**KUTIPAN TEKS:**
================================

Selasa, 23 Desember 2025

Bakti Anak Kepada Ibu, Mengantarkan Uwais Al Qorni Harum Namanya di Langit

Di bumi, namanya nyaris tak dikenal. 

Tak ada istana, tak pula sorotan manusia. Namun di langit, namanya masyhur. 

Para malaikat mengenalnya. Rasulullah Saw menyebutnya. 

Dialah Uwais Al-Qarni, seorang pemuda sederhana dari Yaman yang meraih kemuliaan bukan karena jabatan atau harta, melainkan karena baktinya kepada seorang ibu.

Uwais hidup pada masa Rasulullah Saw. 
Ia sangat ingin bertemu Nabi, menatap wajah manusia paling mulia itu, dan duduk di majelis ilmu beliau. 
Namun keinginannya harus ia pendam. 

Ibunya adalah seorang perempuan renta yang sakit-sakitan. 
Uwais menjadi satu-satunya sandaran hidupnya. 

Ia memilih tinggal, merawat, dan mengabdi, meski itu berarti mengorbankan impian terbesar seorang mukmin: bertemu Rasulullah Saw.

Pilihan Uwais bukan pilihan biasa.
Ia tahu, ridha Allah terletak pada ridha ibu.

================================

**TANTANGAN 1:**
Perbarui bagian kisah Uwais Al-Qarni yang dimulai dari "Tak ada istana, tak" dan berakhir pada "satu-satunya sandaran hidupnya.", dengan mengganti "Rasulullah Saw" menjadi "Nabi Muhammad Saw".

**BAHAN LATIHAN:**
================================

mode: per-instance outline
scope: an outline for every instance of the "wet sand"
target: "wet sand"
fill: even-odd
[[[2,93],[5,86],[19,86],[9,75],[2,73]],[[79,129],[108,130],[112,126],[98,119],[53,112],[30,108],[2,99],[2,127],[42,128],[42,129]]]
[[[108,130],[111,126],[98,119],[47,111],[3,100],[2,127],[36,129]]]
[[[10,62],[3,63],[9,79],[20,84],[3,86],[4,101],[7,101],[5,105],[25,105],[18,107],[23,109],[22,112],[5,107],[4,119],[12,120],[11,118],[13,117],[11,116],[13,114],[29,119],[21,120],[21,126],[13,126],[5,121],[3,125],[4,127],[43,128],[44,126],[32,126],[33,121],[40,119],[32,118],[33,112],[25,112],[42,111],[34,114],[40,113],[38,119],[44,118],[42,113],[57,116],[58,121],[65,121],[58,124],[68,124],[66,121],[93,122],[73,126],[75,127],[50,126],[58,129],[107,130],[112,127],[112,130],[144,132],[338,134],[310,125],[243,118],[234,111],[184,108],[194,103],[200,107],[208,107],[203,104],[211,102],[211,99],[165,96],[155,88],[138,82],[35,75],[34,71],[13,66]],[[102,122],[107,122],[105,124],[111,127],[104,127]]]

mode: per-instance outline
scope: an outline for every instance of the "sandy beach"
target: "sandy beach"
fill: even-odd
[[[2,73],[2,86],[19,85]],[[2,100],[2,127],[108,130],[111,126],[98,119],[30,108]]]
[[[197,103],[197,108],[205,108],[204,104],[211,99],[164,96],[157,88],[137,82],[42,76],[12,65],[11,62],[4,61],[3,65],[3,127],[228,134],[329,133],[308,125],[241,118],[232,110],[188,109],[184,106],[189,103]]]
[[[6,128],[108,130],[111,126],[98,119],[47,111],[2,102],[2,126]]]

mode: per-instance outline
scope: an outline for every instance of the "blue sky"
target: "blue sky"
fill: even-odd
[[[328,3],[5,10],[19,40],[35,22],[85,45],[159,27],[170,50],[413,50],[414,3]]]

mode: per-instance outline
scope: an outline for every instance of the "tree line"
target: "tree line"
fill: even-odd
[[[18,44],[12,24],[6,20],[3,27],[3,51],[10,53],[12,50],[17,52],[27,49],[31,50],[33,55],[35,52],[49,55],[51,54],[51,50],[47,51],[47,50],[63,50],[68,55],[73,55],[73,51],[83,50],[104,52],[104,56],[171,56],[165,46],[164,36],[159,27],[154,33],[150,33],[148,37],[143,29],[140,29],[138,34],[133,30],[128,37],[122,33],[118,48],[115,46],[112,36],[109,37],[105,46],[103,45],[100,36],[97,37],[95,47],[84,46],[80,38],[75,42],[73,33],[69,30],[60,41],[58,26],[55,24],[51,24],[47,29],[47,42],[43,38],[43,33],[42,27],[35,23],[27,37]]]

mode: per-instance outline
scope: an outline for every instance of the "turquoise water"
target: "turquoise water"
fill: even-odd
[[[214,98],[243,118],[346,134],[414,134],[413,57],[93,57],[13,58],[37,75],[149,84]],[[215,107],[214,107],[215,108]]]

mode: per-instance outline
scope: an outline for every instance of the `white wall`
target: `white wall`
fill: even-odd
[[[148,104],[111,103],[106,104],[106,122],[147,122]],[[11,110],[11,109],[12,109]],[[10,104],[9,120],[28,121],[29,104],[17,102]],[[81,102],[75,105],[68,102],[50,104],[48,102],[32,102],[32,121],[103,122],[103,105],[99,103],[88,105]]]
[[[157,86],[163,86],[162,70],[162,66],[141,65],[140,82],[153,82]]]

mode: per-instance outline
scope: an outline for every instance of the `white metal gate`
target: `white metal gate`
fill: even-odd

================================

**TANTANGAN 2:**
Laporkan setiap baris catatan yang memuat string "white".

**KELUARAN LENGKAP 1:**
Tak ada istana, tak pula sorotan manusia. Namun di langit, namanya masyhur. 

Para malaikat mengenalnya. Nabi Muhammad Saw menyebutnya. 

Dialah Uwais Al-Qarni, seorang pemuda sederhana dari Yaman yang meraih kemuliaan bukan karena jabatan atau harta, melainkan karena baktinya kepada seorang ibu.

Uwais hidup pada masa Nabi Muhammad Saw. 
Ia sangat ingin bertemu Nabi, menatap wajah manusia paling mulia itu, dan duduk di majelis ilmu beliau. 
Namun keinginannya harus ia pendam. 

Ibunya adalah seorang perempuan renta yang sakit-sakitan. 
Uwais menjadi satu-satunya sandaran hidupnya.

**KELUARAN LENGKAP 2:**
scope: an outline for every instance of the `white wall`
target: `white wall`
scope: an outline for every instance of the `white metal gate`
target: `white metal gate`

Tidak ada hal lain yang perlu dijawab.